**SET PROBLEM**
Resize the material from the line containing "Task: point at the green leaf." through the end of the material by reproducing those lines alone, requests included. Multiply every point coordinate in the answers by 0.3 and round to whole numbers with halves going up, leaving the numbers in the requests and their format samples as they are.

Collected data entries:
————————

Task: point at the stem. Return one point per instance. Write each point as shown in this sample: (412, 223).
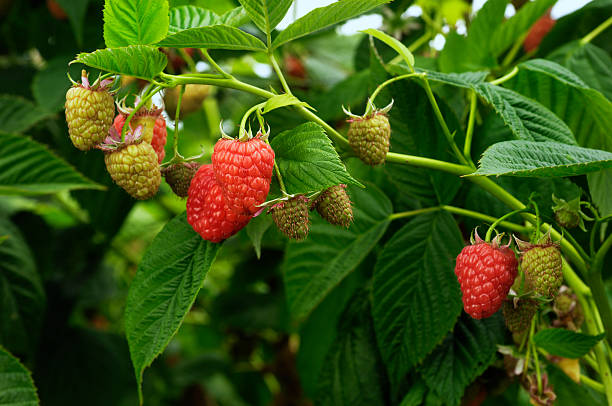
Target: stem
(176, 120)
(279, 73)
(214, 64)
(593, 384)
(393, 79)
(506, 77)
(440, 118)
(484, 217)
(467, 147)
(598, 30)
(499, 220)
(412, 213)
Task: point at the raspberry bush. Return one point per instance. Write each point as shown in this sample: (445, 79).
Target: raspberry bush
(237, 205)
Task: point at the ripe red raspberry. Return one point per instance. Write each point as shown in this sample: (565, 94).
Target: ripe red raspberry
(89, 112)
(542, 264)
(207, 211)
(369, 135)
(291, 217)
(179, 176)
(158, 139)
(244, 172)
(485, 272)
(334, 205)
(132, 164)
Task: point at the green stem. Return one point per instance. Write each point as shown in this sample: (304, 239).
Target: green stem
(438, 114)
(591, 383)
(506, 77)
(389, 81)
(499, 220)
(598, 30)
(279, 73)
(214, 64)
(467, 147)
(484, 217)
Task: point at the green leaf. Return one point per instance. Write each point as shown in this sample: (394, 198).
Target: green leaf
(256, 228)
(18, 114)
(518, 25)
(307, 160)
(16, 385)
(527, 119)
(214, 37)
(266, 14)
(75, 10)
(324, 17)
(22, 298)
(141, 61)
(400, 48)
(27, 167)
(415, 293)
(566, 343)
(353, 373)
(282, 100)
(50, 85)
(185, 17)
(465, 354)
(134, 22)
(313, 268)
(166, 284)
(541, 159)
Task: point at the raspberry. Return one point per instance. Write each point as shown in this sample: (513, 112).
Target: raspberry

————————

**OUTPUT BELOW**
Task: point at the green leaf. Return one point per instance. Write each point as shown in this sample: (394, 198).
Target: green leaf
(77, 68)
(5, 34)
(155, 8)
(92, 48)
(5, 116)
(158, 36)
(64, 11)
(80, 4)
(23, 3)
(97, 5)
(7, 89)
(42, 18)
(120, 14)
(8, 50)
(125, 88)
(170, 103)
(106, 112)
(85, 30)
(15, 26)
(56, 5)
(140, 106)
(40, 7)
(94, 80)
(50, 85)
(162, 48)
Task: point at the raspberry. Return one point per instance. Write each point as shown in this sample: (513, 112).
Target: raspberry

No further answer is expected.